*TASK OBJECTIVE*.
List each line of the data below that contains the string "every". Case matters, so only lines with that exact capitalization count.

*DATA FOR THIS EXERCISE*.
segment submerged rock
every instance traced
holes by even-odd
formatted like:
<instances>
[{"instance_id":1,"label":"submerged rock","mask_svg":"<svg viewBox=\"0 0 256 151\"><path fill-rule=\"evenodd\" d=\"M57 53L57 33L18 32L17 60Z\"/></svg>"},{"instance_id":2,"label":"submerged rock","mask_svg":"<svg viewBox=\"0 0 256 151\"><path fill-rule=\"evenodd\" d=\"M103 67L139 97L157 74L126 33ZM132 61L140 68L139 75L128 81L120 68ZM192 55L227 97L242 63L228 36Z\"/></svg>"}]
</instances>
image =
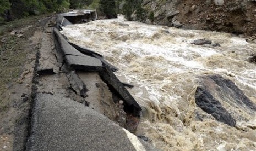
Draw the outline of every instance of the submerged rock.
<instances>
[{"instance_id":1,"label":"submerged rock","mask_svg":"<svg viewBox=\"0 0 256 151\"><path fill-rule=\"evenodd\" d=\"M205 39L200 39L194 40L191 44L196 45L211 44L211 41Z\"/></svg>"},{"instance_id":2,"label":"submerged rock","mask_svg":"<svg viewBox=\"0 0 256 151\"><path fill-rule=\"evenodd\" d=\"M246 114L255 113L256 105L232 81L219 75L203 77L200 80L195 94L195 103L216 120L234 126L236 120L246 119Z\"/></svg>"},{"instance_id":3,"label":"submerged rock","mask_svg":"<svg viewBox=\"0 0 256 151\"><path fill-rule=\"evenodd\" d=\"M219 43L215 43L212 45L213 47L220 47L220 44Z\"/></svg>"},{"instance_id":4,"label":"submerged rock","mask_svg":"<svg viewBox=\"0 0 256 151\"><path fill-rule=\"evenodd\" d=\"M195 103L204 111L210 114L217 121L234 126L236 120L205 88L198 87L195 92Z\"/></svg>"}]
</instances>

*WRITTEN REPLY*.
every instance traced
Draw the outline of every instance of the submerged rock.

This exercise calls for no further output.